WORK TASK: What you need to produce from the material below is an exact transcription of the lines from the one with "Subject: forest floor" through the one with "Subject: girl's hand", both included, and no other line.

:: MATERIAL SHOWN ::

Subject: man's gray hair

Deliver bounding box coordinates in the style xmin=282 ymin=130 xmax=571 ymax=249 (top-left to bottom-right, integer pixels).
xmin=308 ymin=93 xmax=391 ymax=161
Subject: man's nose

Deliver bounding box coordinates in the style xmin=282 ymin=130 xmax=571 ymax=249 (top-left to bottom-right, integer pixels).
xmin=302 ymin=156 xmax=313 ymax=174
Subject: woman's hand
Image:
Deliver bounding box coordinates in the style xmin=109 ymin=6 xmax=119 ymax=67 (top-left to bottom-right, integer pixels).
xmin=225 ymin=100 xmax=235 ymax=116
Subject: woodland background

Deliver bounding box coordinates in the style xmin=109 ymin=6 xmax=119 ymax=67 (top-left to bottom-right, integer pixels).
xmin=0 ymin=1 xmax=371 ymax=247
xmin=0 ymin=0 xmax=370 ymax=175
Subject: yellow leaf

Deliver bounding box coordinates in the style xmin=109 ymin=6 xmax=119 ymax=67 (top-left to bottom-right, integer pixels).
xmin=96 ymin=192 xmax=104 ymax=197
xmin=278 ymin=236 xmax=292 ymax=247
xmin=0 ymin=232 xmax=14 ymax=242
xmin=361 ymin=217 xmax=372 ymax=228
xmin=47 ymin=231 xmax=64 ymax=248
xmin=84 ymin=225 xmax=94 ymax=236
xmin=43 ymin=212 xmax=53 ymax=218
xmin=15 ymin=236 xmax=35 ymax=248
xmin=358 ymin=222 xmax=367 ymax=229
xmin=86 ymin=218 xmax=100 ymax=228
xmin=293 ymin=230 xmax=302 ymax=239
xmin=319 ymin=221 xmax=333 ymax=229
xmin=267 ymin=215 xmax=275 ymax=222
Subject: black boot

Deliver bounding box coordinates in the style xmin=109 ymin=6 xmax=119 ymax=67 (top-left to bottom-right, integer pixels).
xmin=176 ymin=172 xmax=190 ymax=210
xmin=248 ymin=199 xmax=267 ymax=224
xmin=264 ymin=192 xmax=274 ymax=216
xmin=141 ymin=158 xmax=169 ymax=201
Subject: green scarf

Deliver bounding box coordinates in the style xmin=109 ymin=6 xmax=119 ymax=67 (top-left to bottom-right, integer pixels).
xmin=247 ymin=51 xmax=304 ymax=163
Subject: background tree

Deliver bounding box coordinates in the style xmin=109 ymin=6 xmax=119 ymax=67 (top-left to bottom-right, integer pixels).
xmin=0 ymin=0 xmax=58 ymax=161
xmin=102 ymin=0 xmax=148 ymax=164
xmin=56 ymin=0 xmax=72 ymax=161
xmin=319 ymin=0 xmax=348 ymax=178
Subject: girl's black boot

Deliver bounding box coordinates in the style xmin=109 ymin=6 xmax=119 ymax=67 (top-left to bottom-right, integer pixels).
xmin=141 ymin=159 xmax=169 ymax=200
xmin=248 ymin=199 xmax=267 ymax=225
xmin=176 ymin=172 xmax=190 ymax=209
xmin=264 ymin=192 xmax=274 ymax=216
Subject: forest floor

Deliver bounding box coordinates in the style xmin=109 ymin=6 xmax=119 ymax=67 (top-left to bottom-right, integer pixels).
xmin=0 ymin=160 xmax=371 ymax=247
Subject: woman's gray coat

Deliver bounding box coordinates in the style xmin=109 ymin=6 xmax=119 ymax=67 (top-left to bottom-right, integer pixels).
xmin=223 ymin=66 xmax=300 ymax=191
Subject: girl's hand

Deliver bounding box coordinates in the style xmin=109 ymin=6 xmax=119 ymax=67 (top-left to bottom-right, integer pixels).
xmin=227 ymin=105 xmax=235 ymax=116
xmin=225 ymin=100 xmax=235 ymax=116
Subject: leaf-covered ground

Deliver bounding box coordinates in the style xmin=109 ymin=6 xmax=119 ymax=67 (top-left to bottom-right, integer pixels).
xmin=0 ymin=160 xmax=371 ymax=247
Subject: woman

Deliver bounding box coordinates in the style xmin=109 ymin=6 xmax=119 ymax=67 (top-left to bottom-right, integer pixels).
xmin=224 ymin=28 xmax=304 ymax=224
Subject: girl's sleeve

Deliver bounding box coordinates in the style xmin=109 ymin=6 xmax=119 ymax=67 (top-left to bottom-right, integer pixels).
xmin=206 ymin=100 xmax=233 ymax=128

:::

SOLVED PROBLEM:
Subject: forest floor

Deliver bounding box coordinates in the style xmin=109 ymin=6 xmax=119 ymax=67 (top-left to bottom-right, integer pixels).
xmin=0 ymin=160 xmax=371 ymax=247
Subject: woman's gray coat

Deliver bounding box coordinates in the style xmin=109 ymin=6 xmax=119 ymax=67 (top-left to bottom-right, integer pixels).
xmin=223 ymin=66 xmax=300 ymax=191
Subject: girl's hand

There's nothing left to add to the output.